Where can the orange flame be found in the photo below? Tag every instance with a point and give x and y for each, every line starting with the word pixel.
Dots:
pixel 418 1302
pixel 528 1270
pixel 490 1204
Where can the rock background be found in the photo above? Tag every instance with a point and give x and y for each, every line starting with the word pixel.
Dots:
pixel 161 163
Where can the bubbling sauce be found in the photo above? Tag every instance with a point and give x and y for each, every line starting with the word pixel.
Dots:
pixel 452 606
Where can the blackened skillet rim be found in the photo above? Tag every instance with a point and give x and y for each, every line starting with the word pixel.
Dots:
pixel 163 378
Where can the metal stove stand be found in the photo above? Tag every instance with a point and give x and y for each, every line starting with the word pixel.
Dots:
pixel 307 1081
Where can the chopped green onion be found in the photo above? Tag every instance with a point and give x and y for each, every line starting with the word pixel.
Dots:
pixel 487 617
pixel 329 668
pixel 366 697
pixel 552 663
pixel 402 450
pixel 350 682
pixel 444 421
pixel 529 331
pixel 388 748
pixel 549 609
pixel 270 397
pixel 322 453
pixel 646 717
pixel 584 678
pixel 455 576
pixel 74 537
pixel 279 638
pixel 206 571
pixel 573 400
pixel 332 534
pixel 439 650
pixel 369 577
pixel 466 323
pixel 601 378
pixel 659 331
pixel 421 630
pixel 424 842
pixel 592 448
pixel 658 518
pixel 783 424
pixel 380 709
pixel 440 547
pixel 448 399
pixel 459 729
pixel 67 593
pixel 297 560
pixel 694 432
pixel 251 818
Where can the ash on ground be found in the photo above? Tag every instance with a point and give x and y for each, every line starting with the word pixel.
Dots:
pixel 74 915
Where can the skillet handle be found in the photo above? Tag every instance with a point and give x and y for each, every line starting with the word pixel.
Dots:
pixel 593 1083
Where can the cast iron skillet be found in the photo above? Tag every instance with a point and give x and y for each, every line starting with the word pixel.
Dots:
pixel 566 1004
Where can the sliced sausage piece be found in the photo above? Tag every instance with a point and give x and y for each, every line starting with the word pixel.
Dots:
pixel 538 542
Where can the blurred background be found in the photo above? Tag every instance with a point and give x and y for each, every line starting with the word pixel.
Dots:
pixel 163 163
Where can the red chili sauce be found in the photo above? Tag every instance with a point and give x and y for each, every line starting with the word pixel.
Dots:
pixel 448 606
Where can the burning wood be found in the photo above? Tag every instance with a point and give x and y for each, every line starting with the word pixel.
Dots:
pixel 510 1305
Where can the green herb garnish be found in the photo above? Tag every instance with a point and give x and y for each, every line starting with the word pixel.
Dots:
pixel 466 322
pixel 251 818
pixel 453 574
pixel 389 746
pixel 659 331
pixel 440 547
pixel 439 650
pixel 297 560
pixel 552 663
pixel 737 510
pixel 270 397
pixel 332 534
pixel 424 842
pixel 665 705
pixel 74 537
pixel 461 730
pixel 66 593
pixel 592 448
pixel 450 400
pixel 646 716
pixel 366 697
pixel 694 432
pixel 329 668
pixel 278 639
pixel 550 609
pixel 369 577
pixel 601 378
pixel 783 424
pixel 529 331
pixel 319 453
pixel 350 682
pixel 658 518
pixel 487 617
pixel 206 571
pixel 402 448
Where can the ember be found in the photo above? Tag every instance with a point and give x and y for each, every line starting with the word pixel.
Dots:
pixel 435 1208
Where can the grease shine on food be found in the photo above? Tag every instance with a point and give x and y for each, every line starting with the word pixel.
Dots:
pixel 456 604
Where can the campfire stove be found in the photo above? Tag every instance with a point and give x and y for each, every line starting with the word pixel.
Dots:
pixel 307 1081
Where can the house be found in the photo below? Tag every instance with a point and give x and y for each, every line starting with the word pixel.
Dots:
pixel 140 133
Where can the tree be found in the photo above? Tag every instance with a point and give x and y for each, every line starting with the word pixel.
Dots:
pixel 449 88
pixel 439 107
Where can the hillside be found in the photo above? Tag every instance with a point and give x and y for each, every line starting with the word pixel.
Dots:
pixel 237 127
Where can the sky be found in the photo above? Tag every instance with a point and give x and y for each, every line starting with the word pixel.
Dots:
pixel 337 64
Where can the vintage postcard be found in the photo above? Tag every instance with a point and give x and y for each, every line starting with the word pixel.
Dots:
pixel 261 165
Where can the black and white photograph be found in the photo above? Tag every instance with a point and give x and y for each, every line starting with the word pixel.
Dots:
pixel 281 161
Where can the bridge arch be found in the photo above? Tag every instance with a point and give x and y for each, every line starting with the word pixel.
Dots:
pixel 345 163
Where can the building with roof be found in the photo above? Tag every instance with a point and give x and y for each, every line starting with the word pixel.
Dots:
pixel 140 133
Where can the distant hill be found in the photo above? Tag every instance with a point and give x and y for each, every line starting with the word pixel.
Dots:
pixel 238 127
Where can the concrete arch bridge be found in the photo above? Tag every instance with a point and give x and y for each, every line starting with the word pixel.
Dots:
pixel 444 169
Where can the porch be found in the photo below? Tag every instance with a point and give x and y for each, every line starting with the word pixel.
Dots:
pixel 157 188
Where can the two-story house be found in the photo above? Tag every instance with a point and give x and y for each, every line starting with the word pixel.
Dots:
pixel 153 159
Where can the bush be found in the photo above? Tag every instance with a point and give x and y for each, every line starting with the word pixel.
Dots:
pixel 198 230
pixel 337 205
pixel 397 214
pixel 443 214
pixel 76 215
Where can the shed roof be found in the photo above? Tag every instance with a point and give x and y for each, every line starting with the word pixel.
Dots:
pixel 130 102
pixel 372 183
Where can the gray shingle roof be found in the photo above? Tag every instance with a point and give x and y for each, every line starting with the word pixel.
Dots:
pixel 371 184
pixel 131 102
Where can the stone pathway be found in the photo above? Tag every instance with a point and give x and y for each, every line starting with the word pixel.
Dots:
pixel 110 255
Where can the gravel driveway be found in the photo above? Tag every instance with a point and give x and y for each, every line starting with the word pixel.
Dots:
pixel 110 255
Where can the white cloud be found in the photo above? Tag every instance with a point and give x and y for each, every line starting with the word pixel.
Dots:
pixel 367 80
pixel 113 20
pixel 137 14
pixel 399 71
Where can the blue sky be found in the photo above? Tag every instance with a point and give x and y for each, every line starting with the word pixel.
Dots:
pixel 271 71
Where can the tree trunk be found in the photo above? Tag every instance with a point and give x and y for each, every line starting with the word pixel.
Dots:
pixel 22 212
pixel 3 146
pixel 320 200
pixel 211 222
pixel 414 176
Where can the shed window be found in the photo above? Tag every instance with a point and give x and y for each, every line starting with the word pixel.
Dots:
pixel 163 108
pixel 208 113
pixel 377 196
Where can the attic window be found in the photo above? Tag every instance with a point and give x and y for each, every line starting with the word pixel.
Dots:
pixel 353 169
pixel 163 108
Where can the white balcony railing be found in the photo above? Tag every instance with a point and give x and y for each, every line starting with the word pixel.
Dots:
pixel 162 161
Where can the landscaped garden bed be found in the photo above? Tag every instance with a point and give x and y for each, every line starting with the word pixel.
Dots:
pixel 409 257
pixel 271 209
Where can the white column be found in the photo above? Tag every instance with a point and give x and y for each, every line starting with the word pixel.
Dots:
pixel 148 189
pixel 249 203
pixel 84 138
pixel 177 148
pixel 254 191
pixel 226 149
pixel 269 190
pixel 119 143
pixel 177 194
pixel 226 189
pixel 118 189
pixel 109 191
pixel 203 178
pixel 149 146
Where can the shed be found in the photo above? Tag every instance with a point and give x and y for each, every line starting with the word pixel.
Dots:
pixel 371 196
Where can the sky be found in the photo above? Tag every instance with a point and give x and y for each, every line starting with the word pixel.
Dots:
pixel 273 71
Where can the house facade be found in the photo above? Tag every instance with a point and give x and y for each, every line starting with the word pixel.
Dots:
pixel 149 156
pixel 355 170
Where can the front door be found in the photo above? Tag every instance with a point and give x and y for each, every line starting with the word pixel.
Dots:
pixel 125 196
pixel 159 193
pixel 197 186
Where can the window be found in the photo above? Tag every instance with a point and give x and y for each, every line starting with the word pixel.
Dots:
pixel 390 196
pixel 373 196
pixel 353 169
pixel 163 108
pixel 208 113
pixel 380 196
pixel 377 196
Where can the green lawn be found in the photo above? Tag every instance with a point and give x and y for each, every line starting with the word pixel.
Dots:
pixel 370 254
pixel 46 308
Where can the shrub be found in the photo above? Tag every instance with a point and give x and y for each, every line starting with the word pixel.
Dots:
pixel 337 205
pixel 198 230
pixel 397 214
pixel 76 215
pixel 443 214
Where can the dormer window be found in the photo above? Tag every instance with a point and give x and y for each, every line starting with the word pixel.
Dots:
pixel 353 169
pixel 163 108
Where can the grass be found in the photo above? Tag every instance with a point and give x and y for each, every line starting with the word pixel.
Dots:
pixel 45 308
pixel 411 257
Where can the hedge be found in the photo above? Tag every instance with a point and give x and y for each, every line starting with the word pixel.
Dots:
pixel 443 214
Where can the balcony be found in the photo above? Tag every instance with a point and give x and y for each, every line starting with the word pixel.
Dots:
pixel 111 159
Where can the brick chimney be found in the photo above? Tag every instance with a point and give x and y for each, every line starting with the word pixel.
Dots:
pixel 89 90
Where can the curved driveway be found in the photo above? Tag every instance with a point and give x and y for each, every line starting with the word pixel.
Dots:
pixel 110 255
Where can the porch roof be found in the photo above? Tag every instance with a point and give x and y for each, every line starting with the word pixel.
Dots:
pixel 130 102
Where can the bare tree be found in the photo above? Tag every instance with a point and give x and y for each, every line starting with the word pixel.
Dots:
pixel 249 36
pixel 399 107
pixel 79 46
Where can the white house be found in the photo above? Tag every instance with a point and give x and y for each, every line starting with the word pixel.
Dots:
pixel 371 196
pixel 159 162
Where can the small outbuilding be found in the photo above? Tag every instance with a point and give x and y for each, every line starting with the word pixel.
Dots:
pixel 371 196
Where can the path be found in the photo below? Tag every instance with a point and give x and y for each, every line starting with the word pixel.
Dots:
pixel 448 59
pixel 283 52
• • • •
_Task directions:_ Please turn the lines from the start of the records through the line holding "pixel 163 378", inclusive, into a numbered list, leaving out any blank lines.

_Answer to the task:_
1. Where can the orange flame be found in the photo below? Tag every instance with a point and give x and y for each, every line starting with the word pixel.
2. Dots:
3. pixel 418 1302
4. pixel 528 1270
5. pixel 490 1204
6. Where can the rock background be found in the photo above? Tag every instance with a point and give x and y for each, every line starting with the word pixel.
7. Dots:
8. pixel 161 163
9. Where can the bubbling sauce be found in the photo above? Tag every instance with a point and give x and y for each, every line starting with the word pixel.
10. Dots:
11. pixel 452 606
12. Where can the blackened skillet rim be found in the photo above? Tag every instance with a point and give x and y for each, every line starting with the word pixel.
13. Dots:
14. pixel 163 378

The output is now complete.